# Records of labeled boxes
━━━━━━━━
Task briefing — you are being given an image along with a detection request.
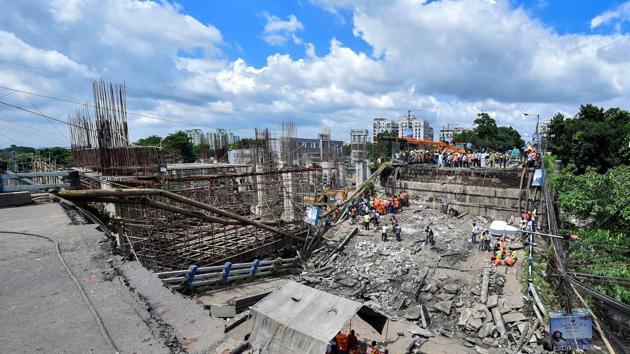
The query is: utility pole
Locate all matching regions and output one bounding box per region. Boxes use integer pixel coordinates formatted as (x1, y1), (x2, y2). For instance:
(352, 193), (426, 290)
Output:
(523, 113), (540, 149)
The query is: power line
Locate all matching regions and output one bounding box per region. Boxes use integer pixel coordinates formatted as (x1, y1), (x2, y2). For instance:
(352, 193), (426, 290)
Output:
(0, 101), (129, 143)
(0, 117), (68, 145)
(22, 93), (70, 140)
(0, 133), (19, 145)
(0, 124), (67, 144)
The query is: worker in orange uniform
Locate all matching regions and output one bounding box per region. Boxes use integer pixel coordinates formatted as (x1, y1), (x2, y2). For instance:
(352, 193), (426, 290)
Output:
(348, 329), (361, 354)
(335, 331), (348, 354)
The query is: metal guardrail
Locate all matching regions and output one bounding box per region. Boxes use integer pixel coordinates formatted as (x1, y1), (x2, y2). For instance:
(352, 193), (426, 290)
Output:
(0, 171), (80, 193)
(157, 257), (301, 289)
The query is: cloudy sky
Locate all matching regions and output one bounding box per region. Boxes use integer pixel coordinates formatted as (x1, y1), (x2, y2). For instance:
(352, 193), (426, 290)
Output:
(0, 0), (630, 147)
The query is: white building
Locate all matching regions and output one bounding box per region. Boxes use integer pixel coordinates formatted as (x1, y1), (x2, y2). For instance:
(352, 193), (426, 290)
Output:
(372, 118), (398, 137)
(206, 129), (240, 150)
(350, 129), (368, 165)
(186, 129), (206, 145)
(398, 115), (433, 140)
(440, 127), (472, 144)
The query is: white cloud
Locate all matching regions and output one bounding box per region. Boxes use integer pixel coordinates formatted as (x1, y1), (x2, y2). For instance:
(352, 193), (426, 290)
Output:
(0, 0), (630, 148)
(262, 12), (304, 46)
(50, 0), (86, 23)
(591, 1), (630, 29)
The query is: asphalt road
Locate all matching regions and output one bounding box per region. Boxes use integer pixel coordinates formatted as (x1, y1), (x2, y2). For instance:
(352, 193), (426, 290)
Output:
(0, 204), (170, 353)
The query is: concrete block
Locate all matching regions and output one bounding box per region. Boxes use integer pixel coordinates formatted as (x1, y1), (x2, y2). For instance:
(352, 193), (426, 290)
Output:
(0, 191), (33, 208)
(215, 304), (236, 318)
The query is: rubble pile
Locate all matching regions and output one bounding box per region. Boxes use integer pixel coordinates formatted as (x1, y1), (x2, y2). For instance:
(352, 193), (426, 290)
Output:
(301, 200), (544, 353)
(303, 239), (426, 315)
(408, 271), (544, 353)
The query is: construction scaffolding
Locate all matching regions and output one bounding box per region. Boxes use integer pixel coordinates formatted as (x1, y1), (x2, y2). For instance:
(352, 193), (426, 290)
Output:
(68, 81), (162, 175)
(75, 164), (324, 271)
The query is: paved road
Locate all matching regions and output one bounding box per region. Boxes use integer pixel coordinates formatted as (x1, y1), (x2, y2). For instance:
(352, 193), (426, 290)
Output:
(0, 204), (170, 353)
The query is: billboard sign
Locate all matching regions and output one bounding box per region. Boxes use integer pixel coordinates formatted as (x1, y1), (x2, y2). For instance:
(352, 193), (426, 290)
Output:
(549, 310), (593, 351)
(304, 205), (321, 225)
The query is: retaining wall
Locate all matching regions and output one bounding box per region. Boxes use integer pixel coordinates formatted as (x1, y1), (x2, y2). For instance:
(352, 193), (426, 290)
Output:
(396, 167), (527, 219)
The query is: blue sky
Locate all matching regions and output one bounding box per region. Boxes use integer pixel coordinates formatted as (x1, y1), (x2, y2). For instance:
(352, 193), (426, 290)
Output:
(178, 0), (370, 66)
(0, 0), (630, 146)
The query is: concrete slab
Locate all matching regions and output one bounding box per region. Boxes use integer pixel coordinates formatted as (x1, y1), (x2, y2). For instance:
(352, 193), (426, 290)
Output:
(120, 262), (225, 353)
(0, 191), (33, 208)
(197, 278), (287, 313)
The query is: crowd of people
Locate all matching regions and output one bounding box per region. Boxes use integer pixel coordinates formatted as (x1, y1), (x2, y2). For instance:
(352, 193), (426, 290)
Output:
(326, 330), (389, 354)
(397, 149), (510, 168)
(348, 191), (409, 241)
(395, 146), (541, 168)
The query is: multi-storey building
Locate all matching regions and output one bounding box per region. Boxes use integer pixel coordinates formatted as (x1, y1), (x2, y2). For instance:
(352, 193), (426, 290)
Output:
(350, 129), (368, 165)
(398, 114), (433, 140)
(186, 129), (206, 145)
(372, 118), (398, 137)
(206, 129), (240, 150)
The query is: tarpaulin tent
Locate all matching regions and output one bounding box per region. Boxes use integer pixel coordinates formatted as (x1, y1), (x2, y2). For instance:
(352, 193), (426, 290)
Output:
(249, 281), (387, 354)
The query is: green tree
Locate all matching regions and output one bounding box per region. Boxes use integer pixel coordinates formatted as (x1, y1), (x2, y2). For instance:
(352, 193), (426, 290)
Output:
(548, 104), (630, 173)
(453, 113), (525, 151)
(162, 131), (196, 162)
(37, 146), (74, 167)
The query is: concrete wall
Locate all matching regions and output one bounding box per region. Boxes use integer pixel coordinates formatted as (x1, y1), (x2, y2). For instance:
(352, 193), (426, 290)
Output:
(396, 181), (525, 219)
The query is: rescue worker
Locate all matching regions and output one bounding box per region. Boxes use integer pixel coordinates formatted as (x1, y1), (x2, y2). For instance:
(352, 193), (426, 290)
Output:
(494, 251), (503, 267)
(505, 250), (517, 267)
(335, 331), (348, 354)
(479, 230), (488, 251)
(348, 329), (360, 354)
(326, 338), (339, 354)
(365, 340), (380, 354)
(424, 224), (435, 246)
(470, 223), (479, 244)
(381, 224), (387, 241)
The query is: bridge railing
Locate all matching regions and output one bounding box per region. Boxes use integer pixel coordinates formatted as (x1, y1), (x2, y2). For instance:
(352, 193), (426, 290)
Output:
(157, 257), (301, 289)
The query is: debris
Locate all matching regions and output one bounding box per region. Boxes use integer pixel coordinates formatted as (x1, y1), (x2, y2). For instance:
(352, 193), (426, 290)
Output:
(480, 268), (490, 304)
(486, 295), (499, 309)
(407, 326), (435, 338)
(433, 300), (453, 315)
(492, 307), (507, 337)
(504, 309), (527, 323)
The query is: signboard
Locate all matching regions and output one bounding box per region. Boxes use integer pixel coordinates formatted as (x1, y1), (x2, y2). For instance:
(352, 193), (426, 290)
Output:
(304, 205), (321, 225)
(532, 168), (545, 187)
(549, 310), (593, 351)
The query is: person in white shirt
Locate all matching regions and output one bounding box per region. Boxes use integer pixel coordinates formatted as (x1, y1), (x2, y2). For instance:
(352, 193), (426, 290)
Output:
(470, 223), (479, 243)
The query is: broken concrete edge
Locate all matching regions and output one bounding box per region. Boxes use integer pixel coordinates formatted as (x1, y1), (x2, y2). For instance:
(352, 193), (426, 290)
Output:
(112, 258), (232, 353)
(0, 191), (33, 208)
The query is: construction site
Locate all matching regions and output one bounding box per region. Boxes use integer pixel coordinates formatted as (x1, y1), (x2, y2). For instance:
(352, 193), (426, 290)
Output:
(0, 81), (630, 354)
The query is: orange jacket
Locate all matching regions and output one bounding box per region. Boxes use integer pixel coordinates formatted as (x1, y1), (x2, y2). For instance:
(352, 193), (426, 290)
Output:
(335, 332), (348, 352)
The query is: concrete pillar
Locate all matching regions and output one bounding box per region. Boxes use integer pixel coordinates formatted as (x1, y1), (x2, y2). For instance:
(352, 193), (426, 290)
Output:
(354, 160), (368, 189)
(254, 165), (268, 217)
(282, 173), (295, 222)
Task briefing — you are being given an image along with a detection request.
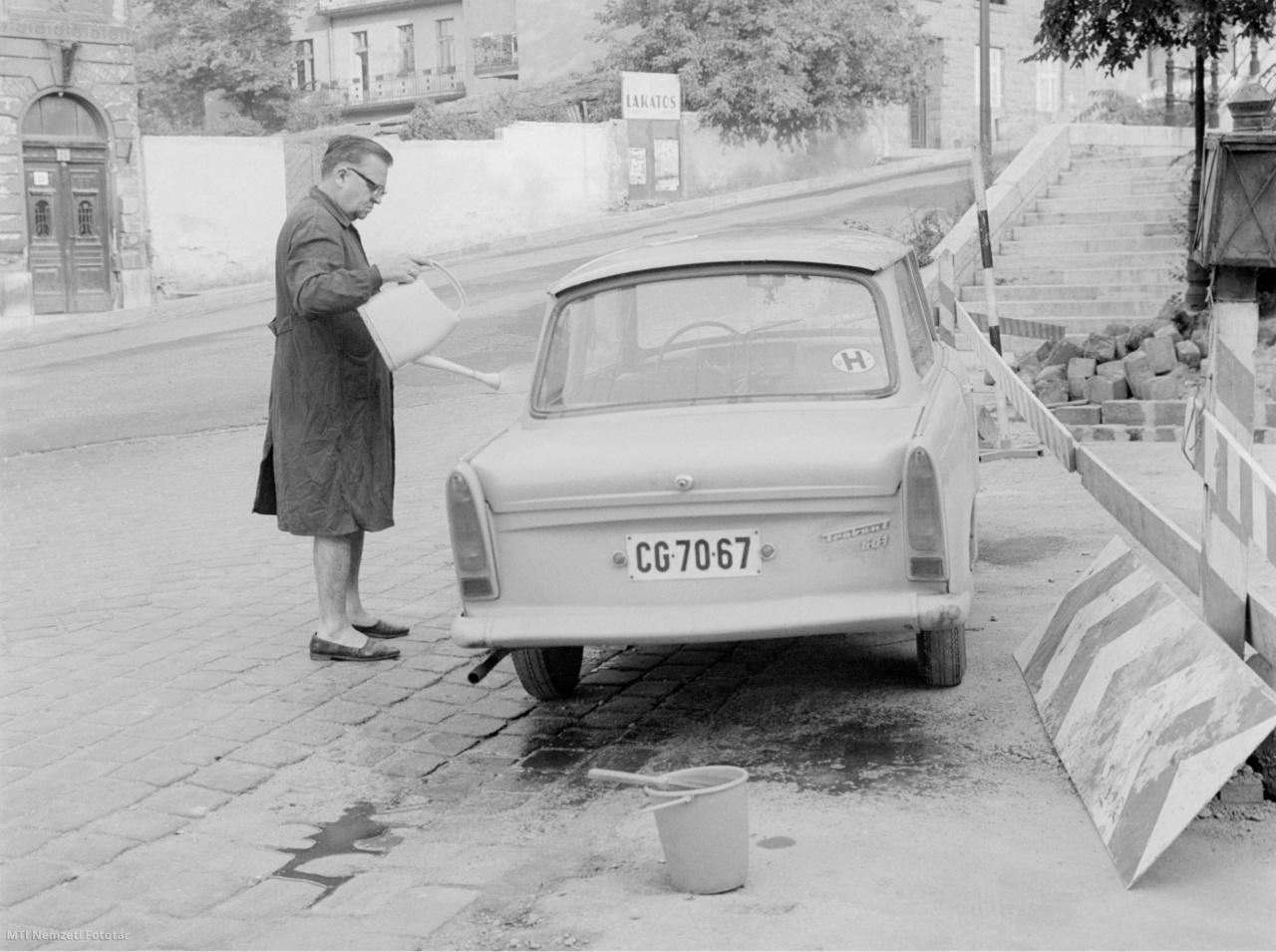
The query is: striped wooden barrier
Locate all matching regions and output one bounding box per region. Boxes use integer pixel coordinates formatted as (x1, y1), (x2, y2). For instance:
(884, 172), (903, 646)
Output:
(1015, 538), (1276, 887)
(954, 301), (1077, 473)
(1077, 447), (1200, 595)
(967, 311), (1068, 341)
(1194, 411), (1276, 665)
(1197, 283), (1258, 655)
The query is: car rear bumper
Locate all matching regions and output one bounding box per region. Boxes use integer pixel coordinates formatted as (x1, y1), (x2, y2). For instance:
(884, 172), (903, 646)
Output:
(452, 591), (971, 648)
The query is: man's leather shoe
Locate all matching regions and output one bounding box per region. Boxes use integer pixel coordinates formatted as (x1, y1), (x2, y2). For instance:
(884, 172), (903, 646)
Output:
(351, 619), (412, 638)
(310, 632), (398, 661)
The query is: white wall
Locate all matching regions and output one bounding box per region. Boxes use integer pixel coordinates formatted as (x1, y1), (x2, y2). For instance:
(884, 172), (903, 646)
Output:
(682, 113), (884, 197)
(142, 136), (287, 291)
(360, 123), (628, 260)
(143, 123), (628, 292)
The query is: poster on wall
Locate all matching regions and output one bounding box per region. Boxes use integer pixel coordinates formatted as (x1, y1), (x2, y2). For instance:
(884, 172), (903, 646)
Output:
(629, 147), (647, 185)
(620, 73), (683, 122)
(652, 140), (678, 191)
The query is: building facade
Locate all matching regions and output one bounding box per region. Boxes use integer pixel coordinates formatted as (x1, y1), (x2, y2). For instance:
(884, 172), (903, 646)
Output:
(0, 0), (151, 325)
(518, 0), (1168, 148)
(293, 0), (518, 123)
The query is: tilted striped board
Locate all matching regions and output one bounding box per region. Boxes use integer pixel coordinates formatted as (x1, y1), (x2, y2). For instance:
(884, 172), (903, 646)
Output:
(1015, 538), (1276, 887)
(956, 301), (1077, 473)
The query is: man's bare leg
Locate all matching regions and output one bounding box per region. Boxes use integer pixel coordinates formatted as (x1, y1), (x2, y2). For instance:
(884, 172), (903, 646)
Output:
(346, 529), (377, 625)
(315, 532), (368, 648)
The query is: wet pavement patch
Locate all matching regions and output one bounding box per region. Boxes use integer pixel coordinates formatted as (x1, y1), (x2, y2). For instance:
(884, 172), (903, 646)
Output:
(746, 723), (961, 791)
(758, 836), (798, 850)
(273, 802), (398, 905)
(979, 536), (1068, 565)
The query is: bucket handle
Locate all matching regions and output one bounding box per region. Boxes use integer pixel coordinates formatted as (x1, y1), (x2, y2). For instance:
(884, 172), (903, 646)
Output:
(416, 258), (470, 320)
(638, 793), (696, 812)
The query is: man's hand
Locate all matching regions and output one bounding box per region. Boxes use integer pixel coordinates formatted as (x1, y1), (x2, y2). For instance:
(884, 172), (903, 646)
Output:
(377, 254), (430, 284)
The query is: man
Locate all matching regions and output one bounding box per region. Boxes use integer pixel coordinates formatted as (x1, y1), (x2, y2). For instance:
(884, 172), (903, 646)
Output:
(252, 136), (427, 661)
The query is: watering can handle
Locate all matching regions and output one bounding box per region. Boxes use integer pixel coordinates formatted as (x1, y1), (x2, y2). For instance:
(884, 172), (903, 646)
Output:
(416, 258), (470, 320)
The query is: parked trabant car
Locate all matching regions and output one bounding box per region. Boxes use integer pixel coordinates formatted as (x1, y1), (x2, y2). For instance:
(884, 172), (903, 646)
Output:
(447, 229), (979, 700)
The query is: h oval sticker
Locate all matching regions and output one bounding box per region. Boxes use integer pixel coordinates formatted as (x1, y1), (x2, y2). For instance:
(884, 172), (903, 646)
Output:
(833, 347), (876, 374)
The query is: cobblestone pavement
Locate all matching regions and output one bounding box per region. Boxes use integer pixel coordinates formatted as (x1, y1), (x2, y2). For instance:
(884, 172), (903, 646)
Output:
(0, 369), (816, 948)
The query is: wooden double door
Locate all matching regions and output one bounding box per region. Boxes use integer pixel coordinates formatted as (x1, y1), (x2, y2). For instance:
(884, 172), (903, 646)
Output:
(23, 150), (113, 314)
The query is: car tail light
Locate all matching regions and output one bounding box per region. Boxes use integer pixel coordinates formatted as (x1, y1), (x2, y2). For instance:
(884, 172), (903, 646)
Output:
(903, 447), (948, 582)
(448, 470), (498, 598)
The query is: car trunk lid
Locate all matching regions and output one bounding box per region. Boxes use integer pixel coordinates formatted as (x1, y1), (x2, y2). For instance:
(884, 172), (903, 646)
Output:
━━━━━━━━
# Short task
Rewrite every line of the records from the one containing "The query is: cobblestone pavement" through the end of the records, both ends included. Multiply each bounding-box coordinate listed after an "Output:" line by 0.2 and round it to a whole number, with halves rounded up, leaving all other numbers unchanged.

# Task answer
The query is: cobblestone pavement
Locate all matching regions and output one bounding box per region. Boxes use integer pixel coordinates formatted as (x1, y1), (x2, y2). For instance:
(884, 172), (903, 646)
Output:
(0, 74), (163, 190)
The query is: wooden double door
Locate all matching regions and output one bounding box per region. Boxes use integer pixel coordinates formatted as (x1, y1), (x2, y2). For instance:
(884, 172), (903, 646)
Output:
(5, 30), (23, 63)
The query is: car tail light
Locate all matching regions and output one bounding box per region. Boxes use integer pixel coordinates formatted as (x1, y1), (x2, y2). For instance:
(884, 172), (903, 646)
Output:
(181, 89), (190, 116)
(90, 94), (100, 120)
The query is: car trunk lid
Locate all matching regions and output one bounding box per region. Boxes use integer pixel coordinates formatted as (x1, y1), (x2, y2). For instance:
(884, 172), (903, 646)
Output:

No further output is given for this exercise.